* **Consigne 1**
D'après l'éditorial sur l'Accord de Nouméa, pourquoi le « béton » de ces concepts a-t-il été cimenté avec la France ? Répondez en une à trois phrases.
* **Consigne 2**
Dans quel numéro de La voix de Kanaky l'éditorial sur l'Accord de Nouméa a-t-il paru ?
* **Consigne 3**
Poursuivez l'éditorial sur l'Accord de Nouméa à partir de sa dernière phrase.

Édition du 19 novembre 2024

Une tribune libre pour la gauche québécoise en marche

Océanie

Si la France se renie, plus rien ne nous lie … ?

L’Accord de Nouméa va au- delà de sa « durée » ; ce sont deux promesses solennelles et définitives : construire ensemble « une complète émancipation » d’ici « à la fin de cette période » ; garantir constitutionnellement que chaque avancée vers ce but sera « sans possibilité de retour ».

Tiré de Entre les ligne et les mots

Edito du n°32 de La voix de Kanaky, juillet-août 2022

Le « béton » de ces concepts a été cimenté avec la France, à la lueur des trahisons précédentes via des lois, décrets et circulaires français, des tentatives de noyades démographiques du peuple autochtone, et des refus d’obtempérer aux injonctions des textes de l’ONU.

* **Données enregistrées**
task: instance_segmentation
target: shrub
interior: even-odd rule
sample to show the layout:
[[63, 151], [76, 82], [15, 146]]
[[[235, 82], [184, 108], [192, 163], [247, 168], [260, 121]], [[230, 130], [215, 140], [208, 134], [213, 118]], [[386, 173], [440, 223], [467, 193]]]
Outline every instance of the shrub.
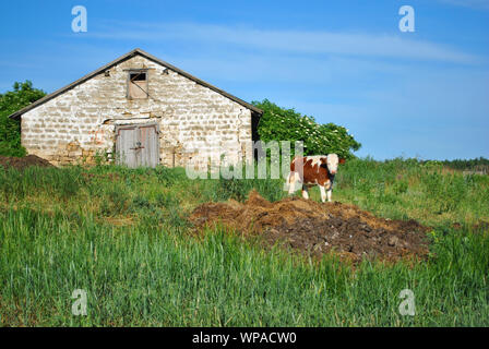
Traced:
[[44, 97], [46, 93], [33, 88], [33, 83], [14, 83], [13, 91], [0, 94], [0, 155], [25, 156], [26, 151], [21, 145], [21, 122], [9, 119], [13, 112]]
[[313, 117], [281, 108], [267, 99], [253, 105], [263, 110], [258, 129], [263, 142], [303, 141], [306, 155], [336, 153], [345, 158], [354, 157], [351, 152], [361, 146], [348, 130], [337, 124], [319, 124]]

* **Réponse 1**
Il l'a été à la lueur des trahisons précédentes. Parmi elles figurent des lois, décrets et circulaires français, des tentatives de noyade démographique du peuple autochtone et des refus d'obtempérer aux injonctions des textes de l'ONU.

* **Réponse 2**
Dans le n°32, daté de juillet-août 2022.

* **Réponse 3**
En 1956 la Calédonie a choisi de rester française, contrairement à l’essentiel des autres colonies, parce qu’il y avait une promesse d’autonomie et de droit de vote aux kanak alors majoritaires. Or le conseil de gouvernement élu de l’époque a été stoppé par un simple décret du gouverneur, suite à une manifestation de colons de la droite extrême ! Or l’autonomie légale a été annulée en 1963 par une nouvelle loi. Or le poids du vote kanak a été minoré aussitôt par une immigration voulue pour cela, dès 1957.

En 1983 (Nainville), les Kanak ont déclaré inclure les personnes déjà établies, pour construire le pays avec elles, la France reconnaissant alors son droit à l’indépendance. Or en 1984, l’élection qui mettait en œuvre le statut Lemoine – plus progressiste – conservait un corps électoral très large, rendant impossible l’émergence des autochtones déjà rendus minoritaires.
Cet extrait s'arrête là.